### Exercise requirements
Write out each line beneath this one exactly as it reads.

### Record set

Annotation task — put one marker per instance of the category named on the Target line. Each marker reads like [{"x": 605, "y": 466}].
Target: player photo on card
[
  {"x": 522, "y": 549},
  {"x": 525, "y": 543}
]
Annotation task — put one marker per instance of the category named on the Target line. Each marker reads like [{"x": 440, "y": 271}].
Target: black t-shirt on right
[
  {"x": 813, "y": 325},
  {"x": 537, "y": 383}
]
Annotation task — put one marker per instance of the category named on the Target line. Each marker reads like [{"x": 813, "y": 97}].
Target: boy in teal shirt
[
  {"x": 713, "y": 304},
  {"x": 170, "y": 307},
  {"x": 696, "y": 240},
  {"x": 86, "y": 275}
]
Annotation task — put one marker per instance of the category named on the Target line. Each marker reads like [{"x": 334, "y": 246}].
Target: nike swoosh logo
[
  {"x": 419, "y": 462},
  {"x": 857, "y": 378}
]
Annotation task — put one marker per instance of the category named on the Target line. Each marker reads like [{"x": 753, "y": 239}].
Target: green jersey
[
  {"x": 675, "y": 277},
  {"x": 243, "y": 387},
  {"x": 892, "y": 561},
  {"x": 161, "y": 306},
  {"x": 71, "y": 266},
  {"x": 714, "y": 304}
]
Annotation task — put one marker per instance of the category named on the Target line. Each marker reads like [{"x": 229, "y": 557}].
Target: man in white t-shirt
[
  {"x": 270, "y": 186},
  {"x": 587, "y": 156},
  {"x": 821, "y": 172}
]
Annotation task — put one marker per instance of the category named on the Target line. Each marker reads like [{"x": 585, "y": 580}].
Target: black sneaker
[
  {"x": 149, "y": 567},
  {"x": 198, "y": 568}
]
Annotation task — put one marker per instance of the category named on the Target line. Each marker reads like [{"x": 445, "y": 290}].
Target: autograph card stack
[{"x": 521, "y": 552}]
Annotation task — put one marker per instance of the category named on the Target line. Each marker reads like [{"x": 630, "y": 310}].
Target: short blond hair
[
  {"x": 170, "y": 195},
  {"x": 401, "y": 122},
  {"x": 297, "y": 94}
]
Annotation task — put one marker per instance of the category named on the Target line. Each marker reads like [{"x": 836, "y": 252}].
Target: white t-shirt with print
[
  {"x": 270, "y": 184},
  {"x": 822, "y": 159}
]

### Exercise solution
Annotation task — put one marker per instance of the category named on the Target line. Each marker reads like [{"x": 605, "y": 466}].
Target: player photo on card
[
  {"x": 522, "y": 549},
  {"x": 525, "y": 543}
]
Annotation task — put one marker per instance of the category named on the Target line. Each marker reads like [{"x": 440, "y": 271}].
Target: black t-shirt on right
[
  {"x": 813, "y": 325},
  {"x": 537, "y": 383}
]
Annotation task — put one marker per instance of the category named on the Target line. Each marker reads like [{"x": 813, "y": 97}].
Target: boy in teal shirt
[
  {"x": 713, "y": 304},
  {"x": 170, "y": 307},
  {"x": 696, "y": 240},
  {"x": 86, "y": 275}
]
Annotation task — put one marker per instance of the category named on the Target line. Each marker reads like [{"x": 334, "y": 246}].
Target: nike swoosh logo
[
  {"x": 419, "y": 462},
  {"x": 857, "y": 378}
]
Annotation task — put one marker per instance of the category named on the Target line. Each marker reads like [{"x": 753, "y": 239}].
Target: green jersey
[
  {"x": 675, "y": 277},
  {"x": 243, "y": 387},
  {"x": 892, "y": 561},
  {"x": 161, "y": 306},
  {"x": 71, "y": 266},
  {"x": 714, "y": 304}
]
Annotation task — put one marker per instance of the category named on the Target line. Each marker reads like [{"x": 229, "y": 557}].
Target: man in white t-shirt
[
  {"x": 270, "y": 186},
  {"x": 587, "y": 156},
  {"x": 821, "y": 172}
]
Annotation task — put one marker per instance of the category named on the Target line. Each marker reads like [{"x": 585, "y": 580}].
Target: black sneaker
[
  {"x": 149, "y": 567},
  {"x": 198, "y": 568}
]
Annotation task — put one marker per instance of the category named on the Target line. Each marker reads like [{"x": 445, "y": 290}].
Target: autograph card stack
[{"x": 521, "y": 552}]
Annotation task — put one marker per instance of the category named on the Target line. Each marker reads like [{"x": 630, "y": 310}].
Target: short blond hair
[
  {"x": 170, "y": 195},
  {"x": 401, "y": 122},
  {"x": 297, "y": 94}
]
Annotation task — put one marker per instance of the category named on the Target line. Each marker reads like [{"x": 836, "y": 252}].
Target: white t-shirt with print
[
  {"x": 270, "y": 184},
  {"x": 822, "y": 159}
]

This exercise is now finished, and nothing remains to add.